— Problem —
Line by line, count where the string "marking" appears in the listing, then give the number of such lines alone.

— Exercise data —
>>
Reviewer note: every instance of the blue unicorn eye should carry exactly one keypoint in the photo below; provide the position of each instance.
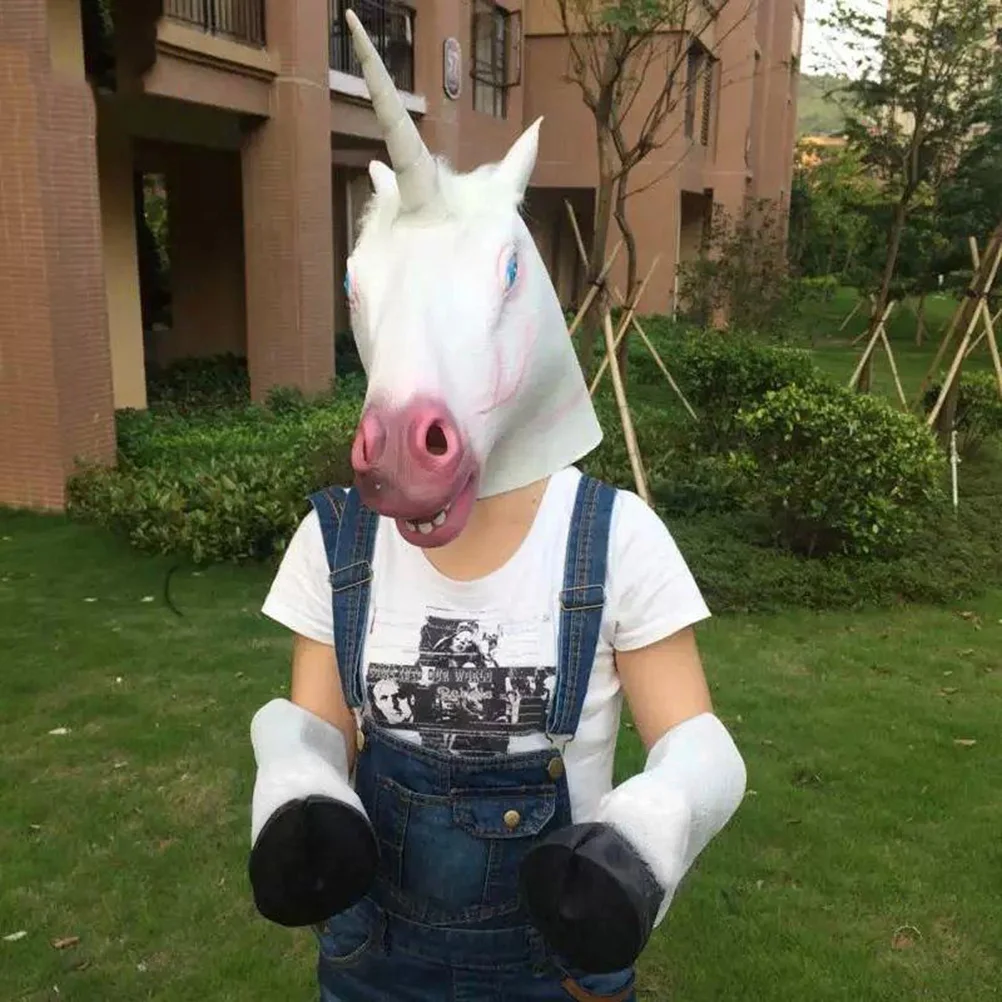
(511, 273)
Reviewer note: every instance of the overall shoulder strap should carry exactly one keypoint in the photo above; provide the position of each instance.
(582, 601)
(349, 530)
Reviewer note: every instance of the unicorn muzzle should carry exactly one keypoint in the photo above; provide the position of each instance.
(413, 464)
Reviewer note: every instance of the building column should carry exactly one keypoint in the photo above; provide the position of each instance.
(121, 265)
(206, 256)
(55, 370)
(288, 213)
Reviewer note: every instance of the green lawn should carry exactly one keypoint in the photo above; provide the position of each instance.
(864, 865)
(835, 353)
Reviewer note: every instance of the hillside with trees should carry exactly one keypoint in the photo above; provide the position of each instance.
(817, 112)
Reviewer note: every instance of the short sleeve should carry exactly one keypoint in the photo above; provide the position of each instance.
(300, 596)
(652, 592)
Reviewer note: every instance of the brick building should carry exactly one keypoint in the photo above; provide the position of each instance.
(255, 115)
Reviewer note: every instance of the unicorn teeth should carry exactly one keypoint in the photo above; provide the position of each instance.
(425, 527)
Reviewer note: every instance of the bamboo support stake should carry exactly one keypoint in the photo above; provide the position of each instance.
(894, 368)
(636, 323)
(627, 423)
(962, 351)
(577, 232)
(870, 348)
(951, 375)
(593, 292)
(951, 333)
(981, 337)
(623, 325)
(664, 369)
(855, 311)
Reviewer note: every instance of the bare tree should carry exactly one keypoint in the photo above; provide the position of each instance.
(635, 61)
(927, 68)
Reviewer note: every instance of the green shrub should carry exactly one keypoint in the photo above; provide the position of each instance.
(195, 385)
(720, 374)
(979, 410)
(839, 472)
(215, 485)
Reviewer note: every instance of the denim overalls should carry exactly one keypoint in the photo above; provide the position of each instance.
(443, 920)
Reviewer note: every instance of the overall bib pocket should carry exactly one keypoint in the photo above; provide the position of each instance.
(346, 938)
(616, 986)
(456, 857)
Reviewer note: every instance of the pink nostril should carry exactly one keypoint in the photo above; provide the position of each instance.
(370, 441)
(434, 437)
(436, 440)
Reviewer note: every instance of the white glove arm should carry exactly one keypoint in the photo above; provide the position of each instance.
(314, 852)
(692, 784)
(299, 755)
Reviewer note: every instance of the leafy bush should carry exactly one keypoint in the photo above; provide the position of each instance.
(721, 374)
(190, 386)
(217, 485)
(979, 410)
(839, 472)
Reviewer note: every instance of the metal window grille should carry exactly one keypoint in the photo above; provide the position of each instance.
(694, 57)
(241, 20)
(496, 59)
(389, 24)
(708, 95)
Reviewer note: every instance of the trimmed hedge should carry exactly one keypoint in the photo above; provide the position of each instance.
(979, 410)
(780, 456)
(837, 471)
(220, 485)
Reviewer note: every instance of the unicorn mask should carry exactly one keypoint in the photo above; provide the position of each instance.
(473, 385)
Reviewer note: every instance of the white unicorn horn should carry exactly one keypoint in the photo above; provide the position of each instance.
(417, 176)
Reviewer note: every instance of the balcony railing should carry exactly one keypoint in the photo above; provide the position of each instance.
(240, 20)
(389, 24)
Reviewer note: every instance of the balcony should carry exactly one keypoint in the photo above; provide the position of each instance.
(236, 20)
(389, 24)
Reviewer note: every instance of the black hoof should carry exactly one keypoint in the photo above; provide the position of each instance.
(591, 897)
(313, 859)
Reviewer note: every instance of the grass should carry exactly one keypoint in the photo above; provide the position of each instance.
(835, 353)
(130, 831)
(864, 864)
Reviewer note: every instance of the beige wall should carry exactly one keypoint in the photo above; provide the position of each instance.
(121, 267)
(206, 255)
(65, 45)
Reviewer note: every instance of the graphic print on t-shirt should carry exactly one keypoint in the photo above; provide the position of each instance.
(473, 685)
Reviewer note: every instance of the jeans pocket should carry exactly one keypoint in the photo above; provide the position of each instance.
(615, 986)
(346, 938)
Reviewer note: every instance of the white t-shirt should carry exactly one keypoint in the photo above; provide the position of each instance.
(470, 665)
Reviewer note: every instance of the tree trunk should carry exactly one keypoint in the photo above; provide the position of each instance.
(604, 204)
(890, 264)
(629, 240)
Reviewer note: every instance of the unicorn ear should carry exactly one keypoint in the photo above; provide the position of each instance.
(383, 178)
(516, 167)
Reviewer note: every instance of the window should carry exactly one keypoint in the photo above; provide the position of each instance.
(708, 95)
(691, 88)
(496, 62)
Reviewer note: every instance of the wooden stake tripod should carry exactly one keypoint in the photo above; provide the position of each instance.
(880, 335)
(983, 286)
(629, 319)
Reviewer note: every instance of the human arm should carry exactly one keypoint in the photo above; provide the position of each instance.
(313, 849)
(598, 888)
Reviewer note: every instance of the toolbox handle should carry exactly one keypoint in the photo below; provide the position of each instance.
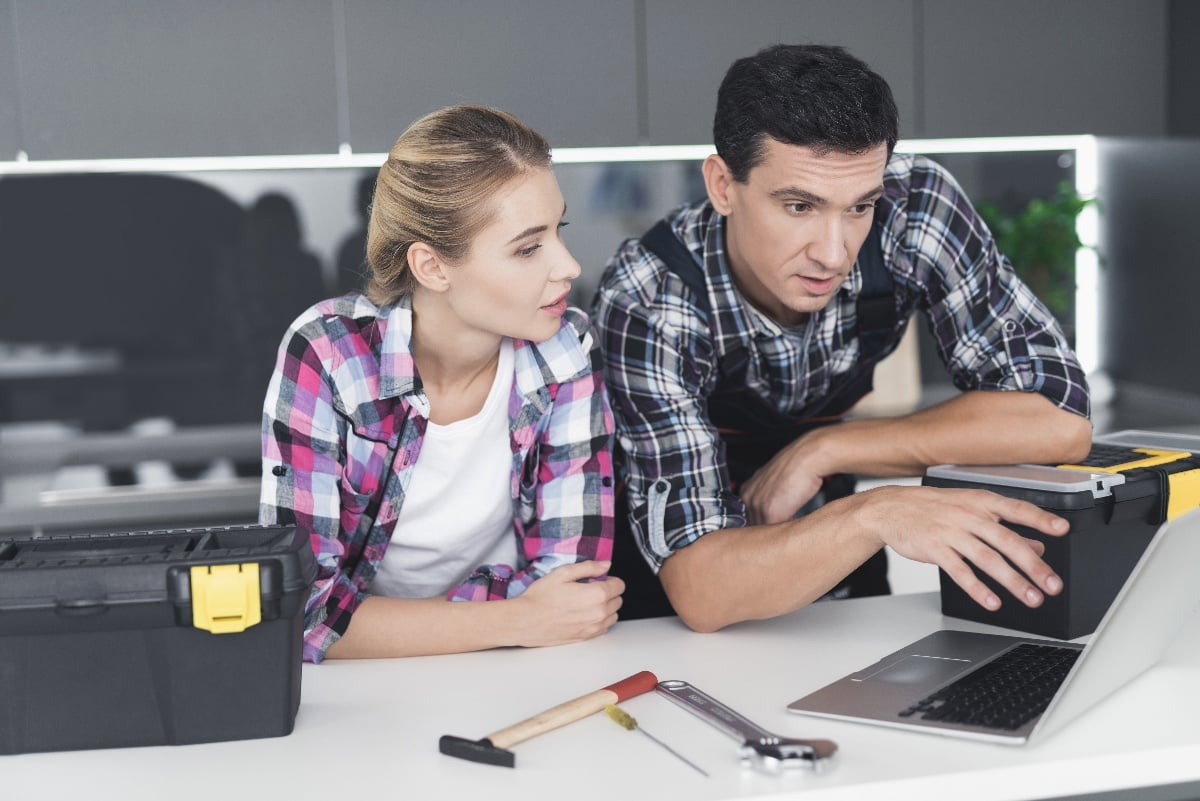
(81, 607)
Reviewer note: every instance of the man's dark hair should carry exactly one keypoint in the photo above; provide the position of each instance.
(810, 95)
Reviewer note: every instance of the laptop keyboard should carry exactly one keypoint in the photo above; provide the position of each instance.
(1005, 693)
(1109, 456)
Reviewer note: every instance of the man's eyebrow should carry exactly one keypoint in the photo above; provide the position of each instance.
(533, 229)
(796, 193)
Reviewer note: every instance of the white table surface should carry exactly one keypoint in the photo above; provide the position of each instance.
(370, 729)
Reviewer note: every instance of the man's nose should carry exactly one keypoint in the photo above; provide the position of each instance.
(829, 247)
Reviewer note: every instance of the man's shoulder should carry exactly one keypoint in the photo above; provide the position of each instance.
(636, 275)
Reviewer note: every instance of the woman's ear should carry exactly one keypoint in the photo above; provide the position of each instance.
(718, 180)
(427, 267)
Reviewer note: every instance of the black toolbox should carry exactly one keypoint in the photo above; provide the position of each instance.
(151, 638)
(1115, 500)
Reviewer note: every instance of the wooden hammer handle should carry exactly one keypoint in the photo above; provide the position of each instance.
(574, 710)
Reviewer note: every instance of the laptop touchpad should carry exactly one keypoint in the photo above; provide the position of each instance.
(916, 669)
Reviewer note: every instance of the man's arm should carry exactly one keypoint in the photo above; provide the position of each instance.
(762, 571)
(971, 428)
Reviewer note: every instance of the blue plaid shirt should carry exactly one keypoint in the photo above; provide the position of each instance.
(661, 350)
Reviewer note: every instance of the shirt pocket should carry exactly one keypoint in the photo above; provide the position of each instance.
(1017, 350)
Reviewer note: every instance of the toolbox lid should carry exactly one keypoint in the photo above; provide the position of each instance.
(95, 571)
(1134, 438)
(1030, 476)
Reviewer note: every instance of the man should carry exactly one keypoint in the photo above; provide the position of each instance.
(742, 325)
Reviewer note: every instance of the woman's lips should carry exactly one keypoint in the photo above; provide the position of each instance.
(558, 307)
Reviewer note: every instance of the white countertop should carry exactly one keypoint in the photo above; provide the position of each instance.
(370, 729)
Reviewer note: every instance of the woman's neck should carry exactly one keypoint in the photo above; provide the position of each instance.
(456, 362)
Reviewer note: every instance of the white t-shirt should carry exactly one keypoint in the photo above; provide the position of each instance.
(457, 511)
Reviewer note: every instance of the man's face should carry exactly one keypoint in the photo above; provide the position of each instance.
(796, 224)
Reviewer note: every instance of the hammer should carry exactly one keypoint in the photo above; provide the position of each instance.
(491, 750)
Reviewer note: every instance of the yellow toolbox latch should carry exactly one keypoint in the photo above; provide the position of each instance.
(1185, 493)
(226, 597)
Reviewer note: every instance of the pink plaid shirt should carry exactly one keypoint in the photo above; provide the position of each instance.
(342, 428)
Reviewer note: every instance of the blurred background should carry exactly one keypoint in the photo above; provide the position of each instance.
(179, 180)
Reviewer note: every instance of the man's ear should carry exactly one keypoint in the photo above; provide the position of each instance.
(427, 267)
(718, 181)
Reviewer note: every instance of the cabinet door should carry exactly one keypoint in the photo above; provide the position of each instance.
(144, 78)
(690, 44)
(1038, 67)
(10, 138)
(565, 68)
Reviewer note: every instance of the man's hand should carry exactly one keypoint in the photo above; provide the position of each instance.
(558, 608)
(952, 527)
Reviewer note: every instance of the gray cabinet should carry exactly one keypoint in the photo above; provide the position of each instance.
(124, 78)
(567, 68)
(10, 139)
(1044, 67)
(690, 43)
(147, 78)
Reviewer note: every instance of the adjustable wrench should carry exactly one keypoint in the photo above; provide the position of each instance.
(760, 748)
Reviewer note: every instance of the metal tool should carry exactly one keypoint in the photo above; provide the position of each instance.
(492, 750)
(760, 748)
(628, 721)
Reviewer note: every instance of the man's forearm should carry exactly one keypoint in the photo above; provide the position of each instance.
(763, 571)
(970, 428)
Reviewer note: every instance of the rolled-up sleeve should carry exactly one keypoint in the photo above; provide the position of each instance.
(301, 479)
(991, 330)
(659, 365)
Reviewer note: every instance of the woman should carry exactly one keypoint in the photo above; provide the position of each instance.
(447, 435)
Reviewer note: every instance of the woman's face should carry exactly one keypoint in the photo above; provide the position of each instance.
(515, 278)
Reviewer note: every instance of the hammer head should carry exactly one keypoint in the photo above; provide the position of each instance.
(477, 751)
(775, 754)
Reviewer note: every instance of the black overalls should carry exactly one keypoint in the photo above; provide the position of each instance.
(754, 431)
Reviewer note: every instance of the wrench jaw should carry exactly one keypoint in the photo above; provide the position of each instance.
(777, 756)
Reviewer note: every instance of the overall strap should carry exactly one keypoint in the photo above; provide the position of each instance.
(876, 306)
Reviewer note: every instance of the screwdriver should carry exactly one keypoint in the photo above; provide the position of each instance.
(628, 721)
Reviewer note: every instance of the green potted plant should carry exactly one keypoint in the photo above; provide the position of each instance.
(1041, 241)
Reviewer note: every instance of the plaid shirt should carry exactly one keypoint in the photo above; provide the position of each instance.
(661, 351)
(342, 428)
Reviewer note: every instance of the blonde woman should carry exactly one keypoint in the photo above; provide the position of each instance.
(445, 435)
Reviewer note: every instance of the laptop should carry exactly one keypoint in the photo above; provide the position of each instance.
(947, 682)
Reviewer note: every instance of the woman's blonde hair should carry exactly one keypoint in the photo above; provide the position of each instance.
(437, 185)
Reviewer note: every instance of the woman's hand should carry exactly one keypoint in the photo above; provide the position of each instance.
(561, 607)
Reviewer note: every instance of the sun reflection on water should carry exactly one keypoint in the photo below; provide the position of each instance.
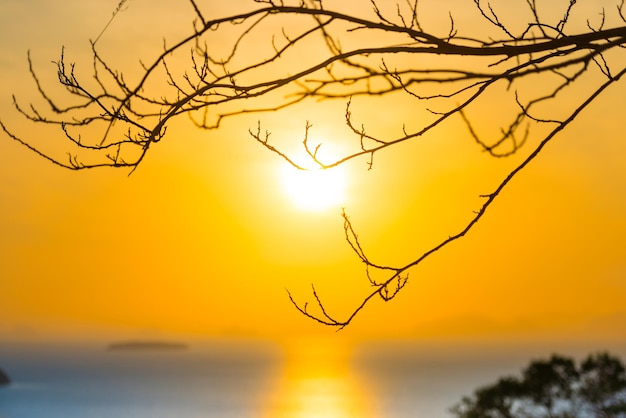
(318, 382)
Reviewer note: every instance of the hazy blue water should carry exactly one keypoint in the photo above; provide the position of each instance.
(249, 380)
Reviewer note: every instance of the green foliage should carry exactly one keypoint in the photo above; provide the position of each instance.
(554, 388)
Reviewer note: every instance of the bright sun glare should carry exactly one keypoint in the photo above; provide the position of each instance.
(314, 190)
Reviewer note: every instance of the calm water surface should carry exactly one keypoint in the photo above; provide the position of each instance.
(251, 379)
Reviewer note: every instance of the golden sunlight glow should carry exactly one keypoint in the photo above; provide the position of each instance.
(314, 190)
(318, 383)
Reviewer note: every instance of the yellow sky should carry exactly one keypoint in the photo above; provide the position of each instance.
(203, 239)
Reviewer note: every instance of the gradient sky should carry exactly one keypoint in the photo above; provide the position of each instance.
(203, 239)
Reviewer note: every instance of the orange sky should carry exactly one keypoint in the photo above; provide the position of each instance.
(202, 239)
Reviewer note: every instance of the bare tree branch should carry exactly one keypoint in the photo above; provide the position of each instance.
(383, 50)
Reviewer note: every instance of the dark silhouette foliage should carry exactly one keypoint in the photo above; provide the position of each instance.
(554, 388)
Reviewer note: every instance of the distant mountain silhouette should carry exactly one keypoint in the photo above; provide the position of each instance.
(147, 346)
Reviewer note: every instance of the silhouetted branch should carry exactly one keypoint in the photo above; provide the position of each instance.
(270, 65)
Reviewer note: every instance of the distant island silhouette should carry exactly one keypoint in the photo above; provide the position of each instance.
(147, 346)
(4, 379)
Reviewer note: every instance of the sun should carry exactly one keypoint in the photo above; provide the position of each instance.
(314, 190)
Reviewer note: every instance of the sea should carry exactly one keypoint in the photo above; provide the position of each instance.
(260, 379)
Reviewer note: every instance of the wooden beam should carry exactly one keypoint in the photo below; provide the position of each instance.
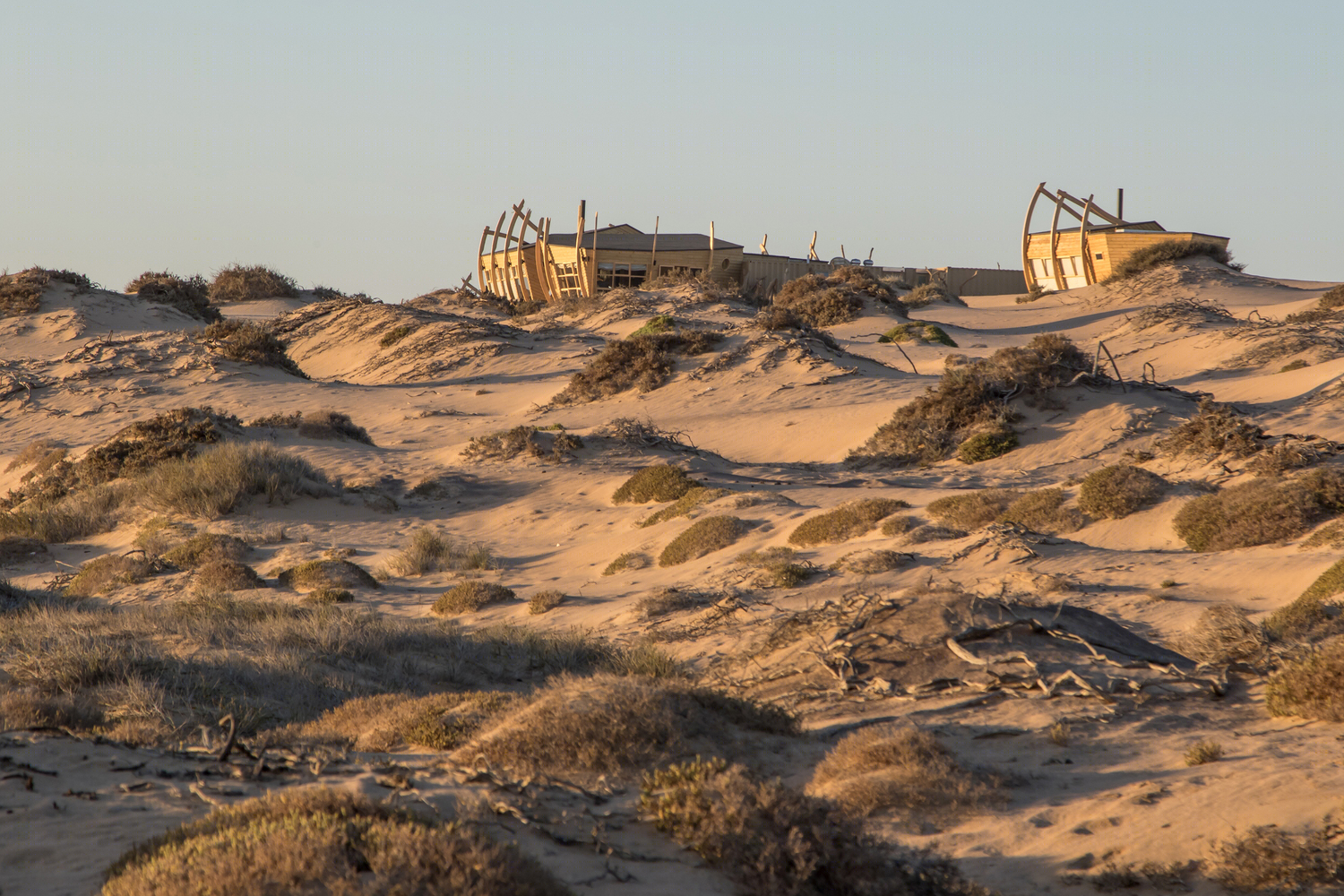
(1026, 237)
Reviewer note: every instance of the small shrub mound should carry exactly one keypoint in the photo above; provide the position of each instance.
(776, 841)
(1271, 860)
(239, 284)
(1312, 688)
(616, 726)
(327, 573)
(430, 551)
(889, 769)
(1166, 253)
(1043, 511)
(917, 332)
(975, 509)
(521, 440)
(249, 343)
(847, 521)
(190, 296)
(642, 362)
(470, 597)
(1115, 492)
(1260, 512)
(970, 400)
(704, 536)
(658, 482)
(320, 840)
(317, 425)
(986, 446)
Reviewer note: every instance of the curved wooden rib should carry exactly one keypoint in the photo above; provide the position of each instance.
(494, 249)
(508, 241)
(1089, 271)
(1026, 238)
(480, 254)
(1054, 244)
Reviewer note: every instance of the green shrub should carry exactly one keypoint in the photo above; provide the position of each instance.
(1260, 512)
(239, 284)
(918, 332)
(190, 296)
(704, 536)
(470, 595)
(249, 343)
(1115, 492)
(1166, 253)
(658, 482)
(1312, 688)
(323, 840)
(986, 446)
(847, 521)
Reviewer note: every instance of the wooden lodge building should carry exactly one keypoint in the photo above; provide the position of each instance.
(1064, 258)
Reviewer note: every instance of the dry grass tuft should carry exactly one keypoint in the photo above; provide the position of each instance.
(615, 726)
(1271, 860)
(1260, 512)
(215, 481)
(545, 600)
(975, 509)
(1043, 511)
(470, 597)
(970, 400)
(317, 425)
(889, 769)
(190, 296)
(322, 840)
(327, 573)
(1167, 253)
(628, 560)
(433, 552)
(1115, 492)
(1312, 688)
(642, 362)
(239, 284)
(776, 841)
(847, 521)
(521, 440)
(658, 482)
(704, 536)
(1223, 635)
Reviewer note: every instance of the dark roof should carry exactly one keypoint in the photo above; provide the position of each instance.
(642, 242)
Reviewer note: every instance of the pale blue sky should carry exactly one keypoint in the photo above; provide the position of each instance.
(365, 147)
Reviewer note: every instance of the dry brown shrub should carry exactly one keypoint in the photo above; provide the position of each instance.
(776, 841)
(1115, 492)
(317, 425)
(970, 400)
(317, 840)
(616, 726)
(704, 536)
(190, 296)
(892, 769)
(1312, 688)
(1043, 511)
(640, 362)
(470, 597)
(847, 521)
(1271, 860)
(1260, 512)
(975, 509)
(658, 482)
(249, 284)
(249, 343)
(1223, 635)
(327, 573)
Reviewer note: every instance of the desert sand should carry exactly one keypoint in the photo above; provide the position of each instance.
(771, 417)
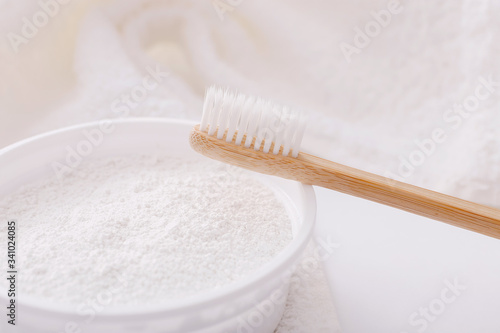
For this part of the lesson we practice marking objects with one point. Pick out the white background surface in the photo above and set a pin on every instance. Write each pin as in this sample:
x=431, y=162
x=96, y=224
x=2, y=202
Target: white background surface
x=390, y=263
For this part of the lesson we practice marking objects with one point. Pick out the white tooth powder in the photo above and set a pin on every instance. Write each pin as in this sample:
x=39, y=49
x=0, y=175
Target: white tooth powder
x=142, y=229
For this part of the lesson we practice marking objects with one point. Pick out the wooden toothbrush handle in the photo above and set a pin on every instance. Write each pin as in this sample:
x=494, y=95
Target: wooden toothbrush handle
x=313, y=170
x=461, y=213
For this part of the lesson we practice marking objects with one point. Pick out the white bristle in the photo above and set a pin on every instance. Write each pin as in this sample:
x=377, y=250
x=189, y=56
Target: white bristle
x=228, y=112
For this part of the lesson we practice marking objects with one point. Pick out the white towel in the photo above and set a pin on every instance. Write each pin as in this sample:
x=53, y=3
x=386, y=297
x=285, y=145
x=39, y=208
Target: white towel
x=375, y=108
<<
— Response to this exercise —
5